■ **Point localization data**
▽

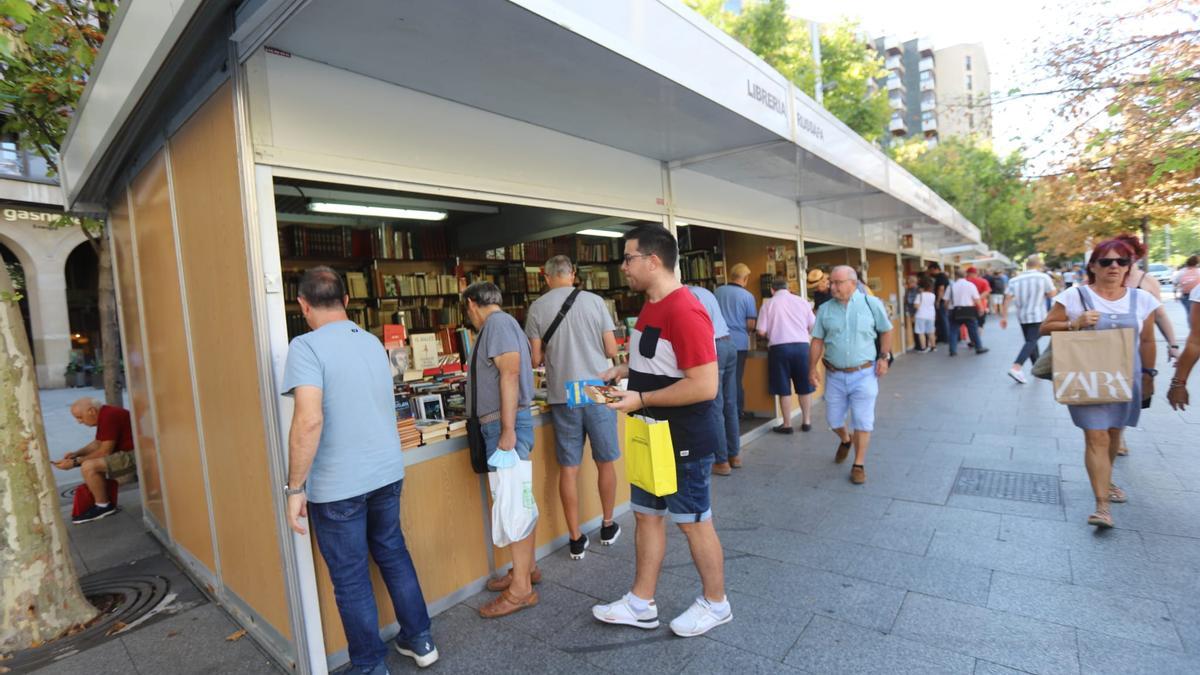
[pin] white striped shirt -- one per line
(1030, 291)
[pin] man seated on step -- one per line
(111, 454)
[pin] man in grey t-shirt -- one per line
(580, 348)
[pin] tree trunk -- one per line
(109, 329)
(40, 596)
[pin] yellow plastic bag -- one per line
(649, 455)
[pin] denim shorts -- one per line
(691, 502)
(787, 365)
(571, 424)
(491, 431)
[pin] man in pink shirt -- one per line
(786, 321)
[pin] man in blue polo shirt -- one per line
(844, 341)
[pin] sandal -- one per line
(1101, 519)
(1116, 495)
(507, 603)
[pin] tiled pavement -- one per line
(898, 575)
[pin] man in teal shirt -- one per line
(844, 340)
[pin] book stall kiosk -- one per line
(210, 127)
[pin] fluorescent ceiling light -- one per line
(377, 211)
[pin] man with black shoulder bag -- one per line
(570, 330)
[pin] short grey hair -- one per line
(484, 293)
(559, 266)
(853, 273)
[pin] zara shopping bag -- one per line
(514, 509)
(1093, 366)
(649, 455)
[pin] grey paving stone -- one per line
(1104, 655)
(107, 657)
(196, 641)
(856, 601)
(713, 657)
(1102, 611)
(1033, 561)
(1071, 535)
(1134, 577)
(1177, 550)
(1031, 509)
(935, 577)
(834, 646)
(1007, 639)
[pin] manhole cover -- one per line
(1037, 488)
(123, 602)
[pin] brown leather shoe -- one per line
(497, 584)
(507, 603)
(857, 475)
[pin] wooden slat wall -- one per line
(209, 217)
(167, 356)
(135, 360)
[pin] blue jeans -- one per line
(972, 332)
(727, 400)
(348, 530)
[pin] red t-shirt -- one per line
(114, 425)
(670, 336)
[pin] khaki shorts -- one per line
(120, 464)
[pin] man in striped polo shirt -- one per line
(1029, 291)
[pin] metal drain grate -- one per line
(1037, 488)
(124, 603)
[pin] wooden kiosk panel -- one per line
(209, 216)
(135, 360)
(442, 514)
(166, 351)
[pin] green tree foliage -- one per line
(849, 65)
(982, 185)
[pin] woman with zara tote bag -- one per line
(1105, 304)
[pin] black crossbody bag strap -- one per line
(562, 314)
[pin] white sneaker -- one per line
(624, 614)
(699, 620)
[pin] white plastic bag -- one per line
(514, 509)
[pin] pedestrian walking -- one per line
(1177, 395)
(1027, 292)
(964, 308)
(1105, 304)
(346, 472)
(729, 444)
(786, 321)
(672, 376)
(739, 312)
(570, 330)
(925, 315)
(502, 378)
(844, 340)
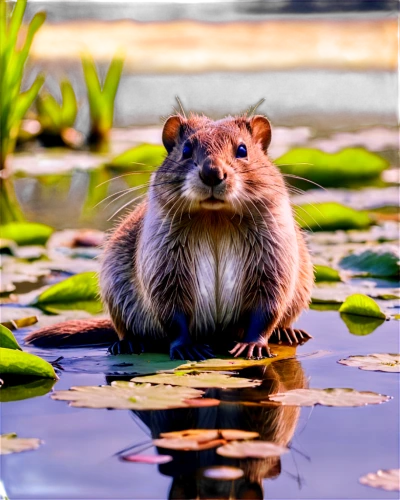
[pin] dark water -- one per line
(330, 447)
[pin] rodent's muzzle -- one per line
(212, 175)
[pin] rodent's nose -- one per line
(211, 175)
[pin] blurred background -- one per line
(101, 74)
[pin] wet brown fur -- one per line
(215, 266)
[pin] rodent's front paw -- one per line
(241, 346)
(191, 352)
(291, 335)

△

■ **EXERCISE DETAILS**
Only the lines from the one containing "[pin] wooden kiosk panel -- one per line" through the final line of the entries belong in the copy, both ends included. Pictures stay out.

■ **ANSWER TO THIS TASK**
[pin] wooden kiosk panel -- one per line
(209, 216)
(135, 360)
(442, 514)
(166, 351)
[pin] green tree foliage -- one per line
(849, 65)
(982, 185)
[pin] woman with zara tote bag -- one per line
(1105, 304)
[pin] black crossbody bag strap -- one per line
(562, 314)
[pin] white sneaker -- one per line
(624, 614)
(699, 620)
[pin] white plastic bag -- one per line
(514, 509)
[pin] pedestrian walking -- one per line
(1177, 395)
(1027, 292)
(964, 308)
(1105, 304)
(346, 472)
(729, 444)
(786, 321)
(672, 376)
(739, 312)
(570, 330)
(925, 315)
(502, 378)
(844, 340)
[pin] dark water -- one per line
(330, 447)
[pin] rodent's muzzle -- one per line
(212, 175)
[pin] rodent's nose -- one per line
(211, 175)
[pin] blurred background -- one per line
(101, 74)
[pin] wet brown fur -- one per line
(215, 266)
[pin] rodent's front paw -- one per line
(241, 346)
(191, 352)
(291, 335)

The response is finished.